> _ISTRUZIONI_
a) Nel testo sul cervello e i traumi, puoi riassumere in forma più breve il paragrafo che inizia con "L'altro momento importante è verso i 12-13 anni", mantenendone i fatti principali?
b) Come proseguiresti il testo sul cervello e i traumi, partendo subito dopo la sua ultima frase?

Sì,  degli studi hanno rilevato cambiamenti in alcune zone cerebrali in soggetti che avevano subito esperienze traumatiche, questi cambiamenti li rendono più sensibili, più vulnerabili rispetto agli eventi della vita, come se mancassero delle giuste risorse per affrontarli. Questi cambiamenti interessano queste zone del cervello:

a livello della corteccia prefrontale (la fronte) zona deputata alla logica e al ragionamento;

a livello del corpo calloso (una sorta di ponte che collega i due emisferi cerebrali destro e sinistro);

a livello dell’amigdala che è legata alla paura e al riconoscimento delle espressioni facciali;

a livello del lobo temporale.

Per questo è molto importante prevenire e aiutare i bambini, nei primi sei anni di vita il nostro cervello ha una iperproduzione dendritica (i dendriti sono delle ramificazioni che partono dal neurone = cellula nervosa) di connessioni, è un’attività intensa specifica di questo periodo di crescita, non succederà mai più che in tempi così brevi ci sia una così intensa attività neuronale.

L’altro momento importante è verso i 12-13 anni, periodo durante il quale avviene il “pruning”, quella che potremmo definire una “potatura” dendritica (NdA: i dendriti sono delle ramificazioni che partono dal neurone = cellula nervosa ed entrano in contatto con altri neuroni tramite le sinapsi), cioè alcune sinapsi vengono eliminate. Potremmo definirla una ristrutturazione della “casa” cervello, un riassetto, l’eliminazione di tutte quelle connessioni che non serviranno alla vita di adulto. Si tratta quindi  di un momento delicatissimo in cui un evento traumatico ha un impatto maggiore e più grave e  duraturo rispetto ad un adulto.

> _DATI FORNITI_
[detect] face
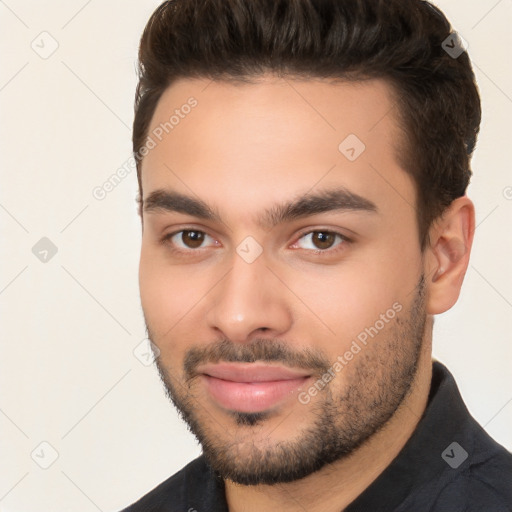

> _RISPOSTE_
a) Verso i 12-13 anni avviene il "pruning", una "potatura" dendritica in cui alcune sinapsi vengono eliminate. È una sorta di ristrutturazione del cervello che elimina le connessioni che non serviranno nella vita adulta. In questo periodo delicatissimo un evento traumatico ha un impatto maggiore, più grave e più duraturo che in un adulto.

b)
Le esperienze dei ricordi non verbali rimangono frammentati, decontestualizzati come se fossero intrappolati nelle reti neuronali, ed è questa la base dei sintomi che ne derivano. Il trauma quindi non è solo emotivo, cognitivo, ma ha anche una base neurobiologica.

Il trauma e le esperienze molto intense creano dei circuiti di memoria implicita che rimangono chiusi come in una “bolla”, il compito dello psicoterapeuta è quello di aprire questa “bolla” e far sì che quei dati vengano integrati in tutto il sistema neuronale e cerebrale.

L’EMDR  è efficace a qualsiasi età, questi cambiamenti possono interessare anche gli adulti?

Sì, il cervello in questo senso è plastico e l’EMDR ha effetti anche sugli adulti e con questo metodo si possono far tornare allo stato normale quelle parti del cervello che si erano rimpicciolite.

Cos’è quindi L’EMDR (Eye Movement Desensitization and Reprocessing)?

L’EMDR è una psicoterapia legata all’elaborazione dell’informazione e si basa su un processo fisiologico naturale, è la terapia più studiata al mondo ed è quella che ha più ricerche che ne dimostrano l ‘efficacia. È stata dichiarata dall’OMS il trattamento di elezione per la risoluzione dei traumi, un modo nuovo di considerare la patologia, in pratica il trattamento terapeutico può provocare cambiamenti neurofisiologici e biologici e quindi è in grado di rimodellare il cervello. Gli effetti sono evidenti, una volta che l’esperienza è stata integrata si sta molto meglio, non si hanno sintomi e la qualità della vita migliora. Il paziente attraverso la terapia dell’EMDR impara a creare una storia di vita della sua infanzia più coerente, con una prospettiva più costruttiva, e acquisisce una maggior sicurezza emotiva e autonomia. Per chi ha figli si ha anche una migliore relazione con essi perché si interrompono quei meccanismi ormai dimostrati di trasmissione transgenerazionale dei traumi, si interrompono quei disturbi e quelle caratteristiche che vengono spesso ereditate.

L’EMDR permette quindi al cervello di ricominciare da dove si era “inceppato” il meccanismo, attraverso i movimenti oculari vengono attivati in materia contemporanea i due emisferi, destro e sinistro, lavorando su episodi precisi della propria vita, la riattivazione provoca il ricollegamento e la comunicazione tra i due emisferi dà il via all’elaborazione che era stata interrotta in passato.

Perché è così importante questo collegamento?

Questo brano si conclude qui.